__LISTE DES TÂCHES__.
- A) D'après le jugement, à quelle date le demandeur a-t-il revendiqué le statut de réfugié au Canada ?
- B) Veuillez reproduire fidèlement le passage du jugement situé entre « I.          Question en » et « 23 août 2005. », ces deux bornes comprises.
- C) Reprenez le jugement après sa dernière phrase et poursuivez-en la rédaction.

__EXTRAIT__.
============================================================

Dossier :  IMM-3209-06

Référence :  2007 CF 67

Ottawa (Ontario), le 23 janvier 2007

En présence de Monsieur le juge Beaudry 

 

ENTRE :

KULDEEP SINGH

demandeur

et

 

MINISTRE DE LA CITOYENNETÉ

ET DE l'IMMIGRATION

défendeur

 

 

MOTIFS DU JUGEMENT ET JUGEMENT

 

[1]               Il s'agit d'une demande de contrôle judiciaire en vertu du paragraphe 72(1) de la Loi sur l’immigration et la protection des réfugiés, L.C. 2001, c. 27 (la Loi), d'une décision de la Section de la protection des réfugiés de la Commission de l'immigration et du statut de réfugié (le tribunal) datée du 26 mai 2006. Le tribunal a conclu que le demandeur n'était pas «un réfugié au sens de la Convention » ou une « personne à protéger » puisqu’il pouvait bénéficier de la  possibilité d’un refuge interne (PRI) en Inde.

 

 

I.          Question en litige

[2]               Est-il manifestement déraisonnable pour le tribunal de conclure que le demandeur disposait de la possibilité d’un refuge interne?

 

[3]               Pour les motifs qui suivent, la réponse à cette question est positive. Par conséquent, la présente demande de contrôle judiciaire sera accueillie.

 

II.        Contexte factuel

[4]               Le demandeur est Sikh, et il est né au Pendjab, en Inde, le 13 avril 1977. Il quitte son pays le 19 août 2005 et revendique le statut de réfugié au Canada, le 23 août 2005.

 

[5]               Il allègue avoir été arrêté et torturé par la police en janvier 2004 parce qu’il avait aidé un militant Sikh. Il subit le même sort à deux reprises en octobre 2004 et en juin 2005. Après chaque arrestation, il a dû payer des sommes de 25,000, 30,000 et  50,000 rupees.

============================================================

__DONNÉES FOURNIES__.
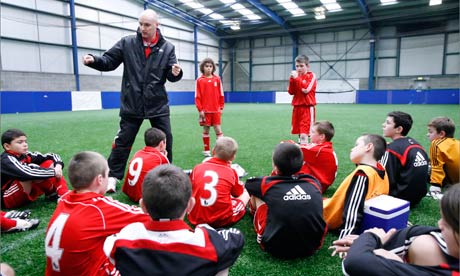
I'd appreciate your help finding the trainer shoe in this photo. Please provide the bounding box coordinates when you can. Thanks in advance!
[5,210,31,219]
[5,219,40,233]
[105,177,118,193]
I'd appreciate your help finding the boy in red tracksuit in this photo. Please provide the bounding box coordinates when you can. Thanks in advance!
[300,121,338,193]
[1,129,68,209]
[122,127,169,202]
[288,55,316,144]
[195,58,224,157]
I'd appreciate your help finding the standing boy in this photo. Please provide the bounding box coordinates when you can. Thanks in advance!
[104,165,244,275]
[300,121,338,193]
[122,127,169,203]
[380,111,429,207]
[324,134,390,239]
[288,55,316,144]
[427,117,460,199]
[246,143,327,259]
[45,151,150,275]
[188,137,249,228]
[195,58,224,157]
[1,129,68,209]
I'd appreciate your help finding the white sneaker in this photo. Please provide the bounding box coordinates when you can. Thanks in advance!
[105,177,118,193]
[5,218,40,233]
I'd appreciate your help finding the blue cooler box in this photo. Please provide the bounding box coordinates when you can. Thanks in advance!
[360,195,410,233]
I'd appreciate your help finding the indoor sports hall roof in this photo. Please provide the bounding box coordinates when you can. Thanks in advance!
[139,0,459,38]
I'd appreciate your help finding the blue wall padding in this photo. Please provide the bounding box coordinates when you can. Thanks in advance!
[356,89,460,104]
[225,91,276,103]
[0,91,72,114]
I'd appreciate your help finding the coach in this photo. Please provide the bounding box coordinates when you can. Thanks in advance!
[83,9,183,191]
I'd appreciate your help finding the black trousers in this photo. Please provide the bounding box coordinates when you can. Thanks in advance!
[108,115,173,180]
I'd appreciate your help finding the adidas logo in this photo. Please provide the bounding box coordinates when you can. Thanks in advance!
[283,185,311,201]
[414,151,428,167]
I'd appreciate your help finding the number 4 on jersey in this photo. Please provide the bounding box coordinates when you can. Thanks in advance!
[45,214,69,271]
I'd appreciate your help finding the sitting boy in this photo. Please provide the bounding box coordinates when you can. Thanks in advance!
[122,127,169,203]
[300,121,338,193]
[104,165,244,275]
[380,111,429,207]
[324,134,390,238]
[246,143,327,259]
[1,129,68,209]
[188,137,249,228]
[427,117,460,199]
[45,151,150,276]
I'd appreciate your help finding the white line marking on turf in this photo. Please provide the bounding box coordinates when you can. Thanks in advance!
[0,228,46,255]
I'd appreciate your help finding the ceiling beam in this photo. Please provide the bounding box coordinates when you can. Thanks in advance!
[145,0,217,35]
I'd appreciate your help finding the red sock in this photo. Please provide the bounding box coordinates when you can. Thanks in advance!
[203,133,210,151]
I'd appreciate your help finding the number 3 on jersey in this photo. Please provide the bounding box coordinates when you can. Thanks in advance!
[45,214,69,271]
[200,170,219,207]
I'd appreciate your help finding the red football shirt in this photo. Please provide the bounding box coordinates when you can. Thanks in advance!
[288,72,317,106]
[122,146,169,202]
[195,75,225,113]
[300,142,338,193]
[45,191,151,275]
[188,158,244,225]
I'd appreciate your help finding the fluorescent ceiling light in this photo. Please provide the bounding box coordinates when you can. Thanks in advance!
[231,3,246,11]
[185,2,204,10]
[380,0,398,6]
[315,13,326,20]
[281,2,299,10]
[430,0,442,6]
[289,8,305,16]
[237,9,254,15]
[324,3,342,11]
[246,14,261,20]
[209,13,224,19]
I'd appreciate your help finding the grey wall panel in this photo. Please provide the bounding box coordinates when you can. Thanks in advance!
[40,45,73,74]
[1,6,38,41]
[399,34,444,76]
[1,40,40,72]
[37,14,72,45]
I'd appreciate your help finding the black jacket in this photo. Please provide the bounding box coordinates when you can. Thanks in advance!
[88,29,183,119]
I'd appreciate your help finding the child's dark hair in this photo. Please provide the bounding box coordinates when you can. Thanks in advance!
[273,143,303,176]
[428,117,455,138]
[295,55,310,64]
[2,128,27,146]
[313,121,335,141]
[142,164,192,220]
[362,134,387,160]
[387,111,413,136]
[144,127,166,147]
[200,58,216,74]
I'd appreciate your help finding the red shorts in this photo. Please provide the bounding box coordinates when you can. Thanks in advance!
[200,112,221,126]
[211,198,246,228]
[253,203,268,246]
[291,105,316,135]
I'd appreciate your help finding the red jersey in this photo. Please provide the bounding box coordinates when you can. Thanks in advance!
[195,75,225,113]
[122,146,169,202]
[299,142,338,193]
[45,191,151,275]
[188,158,244,227]
[288,72,317,106]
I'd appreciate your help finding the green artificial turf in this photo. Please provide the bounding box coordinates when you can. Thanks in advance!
[0,104,460,275]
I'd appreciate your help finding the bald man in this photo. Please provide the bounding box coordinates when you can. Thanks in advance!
[83,9,183,192]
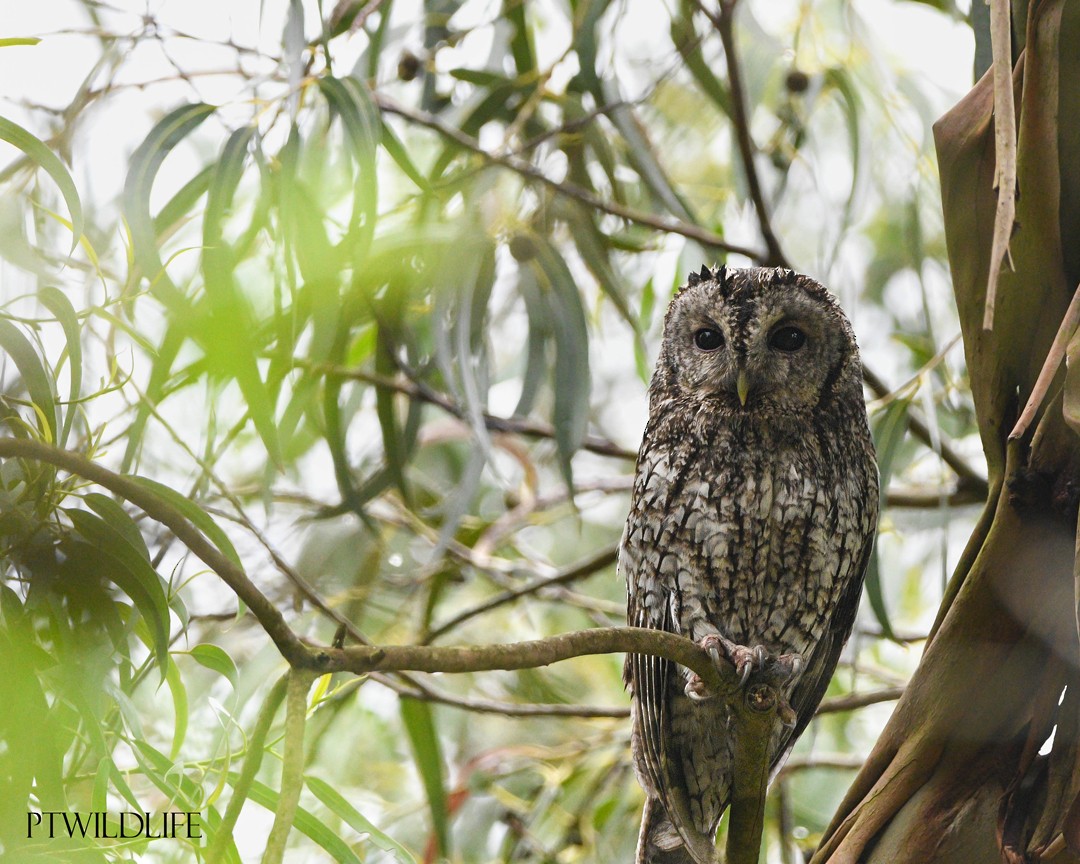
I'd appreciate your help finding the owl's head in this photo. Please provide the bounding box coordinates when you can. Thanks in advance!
[650,267,861,415]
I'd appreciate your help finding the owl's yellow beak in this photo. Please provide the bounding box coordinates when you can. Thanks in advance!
[735,369,750,407]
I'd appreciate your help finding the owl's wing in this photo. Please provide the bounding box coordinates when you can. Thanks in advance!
[772,519,877,774]
[620,540,714,862]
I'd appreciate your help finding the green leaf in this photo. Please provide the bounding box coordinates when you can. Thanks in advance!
[0,115,83,254]
[188,643,240,690]
[671,2,731,117]
[0,318,56,442]
[382,123,431,193]
[866,396,912,642]
[132,476,243,569]
[165,658,188,759]
[1062,321,1080,436]
[64,508,170,673]
[401,698,450,858]
[153,165,215,240]
[319,76,382,260]
[38,285,82,447]
[229,773,363,864]
[121,103,216,312]
[502,0,537,78]
[305,777,416,864]
[194,126,283,468]
[536,240,591,489]
[375,326,413,502]
[82,492,150,563]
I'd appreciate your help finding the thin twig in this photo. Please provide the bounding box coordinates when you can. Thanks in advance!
[815,687,904,716]
[1009,285,1080,441]
[375,93,770,261]
[293,357,637,460]
[262,669,314,864]
[698,0,788,267]
[983,0,1016,330]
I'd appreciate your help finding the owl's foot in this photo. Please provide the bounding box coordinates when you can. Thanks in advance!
[685,633,802,701]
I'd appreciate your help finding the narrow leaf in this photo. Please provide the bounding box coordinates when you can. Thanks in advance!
[64,516,168,672]
[0,318,56,442]
[132,476,243,568]
[537,241,590,489]
[38,285,82,447]
[0,117,82,254]
[229,774,363,864]
[122,103,215,311]
[401,699,450,858]
[305,777,416,864]
[188,643,240,690]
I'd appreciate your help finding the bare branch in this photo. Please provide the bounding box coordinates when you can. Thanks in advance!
[375,93,770,261]
[698,0,788,267]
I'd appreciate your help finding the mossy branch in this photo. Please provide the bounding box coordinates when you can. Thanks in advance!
[6,437,781,864]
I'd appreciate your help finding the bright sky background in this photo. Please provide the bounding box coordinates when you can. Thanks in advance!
[0,0,974,216]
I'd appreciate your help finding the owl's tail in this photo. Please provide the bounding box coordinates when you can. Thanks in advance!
[634,798,715,864]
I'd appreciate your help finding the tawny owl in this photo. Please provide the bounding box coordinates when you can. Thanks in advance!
[619,267,878,864]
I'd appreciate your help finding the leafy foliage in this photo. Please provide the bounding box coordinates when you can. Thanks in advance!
[0,0,985,862]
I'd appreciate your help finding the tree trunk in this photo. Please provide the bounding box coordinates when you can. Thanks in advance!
[813,0,1080,864]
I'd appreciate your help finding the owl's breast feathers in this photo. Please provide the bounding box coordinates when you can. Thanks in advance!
[620,400,878,860]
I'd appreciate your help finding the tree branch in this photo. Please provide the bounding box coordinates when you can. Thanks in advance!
[375,93,772,261]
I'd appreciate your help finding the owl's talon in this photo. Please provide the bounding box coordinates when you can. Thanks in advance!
[683,672,716,702]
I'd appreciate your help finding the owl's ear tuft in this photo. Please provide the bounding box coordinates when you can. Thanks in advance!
[712,264,730,297]
[769,267,798,285]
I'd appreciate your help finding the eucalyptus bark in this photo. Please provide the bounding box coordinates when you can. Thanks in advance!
[813,0,1080,864]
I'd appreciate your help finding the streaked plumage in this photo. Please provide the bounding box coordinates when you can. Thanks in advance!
[619,268,878,864]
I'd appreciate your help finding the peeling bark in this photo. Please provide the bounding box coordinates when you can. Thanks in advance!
[813,0,1080,864]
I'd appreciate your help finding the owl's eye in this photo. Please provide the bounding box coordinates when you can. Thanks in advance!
[769,326,807,352]
[693,327,724,351]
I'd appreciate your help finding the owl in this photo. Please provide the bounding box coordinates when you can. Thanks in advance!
[619,267,878,864]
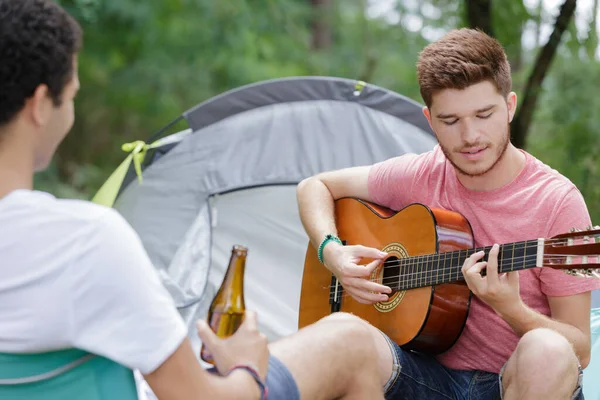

============================================================

__RÉPONSES PAR TÂCHE__.
- A) Le 23 août 2005.

- B)
I.          Question en litige

[2]               Est-il manifestement déraisonnable pour le tribunal de conclure que le demandeur disposait de la possibilité d’un refuge interne?

 

[3]               Pour les motifs qui suivent, la réponse à cette question est positive. Par conséquent, la présente demande de contrôle judiciaire sera accueillie.

 

II.        Contexte factuel

[4]               Le demandeur est Sikh, et il est né au Pendjab, en Inde, le 13 avril 1977. Il quitte son pays le 19 août 2005 et revendique le statut de réfugié au Canada, le 23 août 2005.

- C)
[6]               Le demandeur craint les autorités de son pays puisque la police de sa région l’accuse d’avoir des liens avec des terroristes. Il se cache pendant quelques jours à New Delhi. Depuis son départ pour le Canada, il a appris que son père avait été arrêté et torturé et que son épouse avait été violée. Ils se sont tous enfuis et se sont installés dans la province de Haryana.

 

 

 

 

III.      Décision contestée

[7]               Le tribunal a rejeté la demande d’asile parce que le demandeur n’a pas démontré qu’il existait un lien entre la crainte alléguée et l’un des motifs de la Convention, et parce que le demandeur pouvait bénéficier d’une possibilité de refuge interne dans son pays.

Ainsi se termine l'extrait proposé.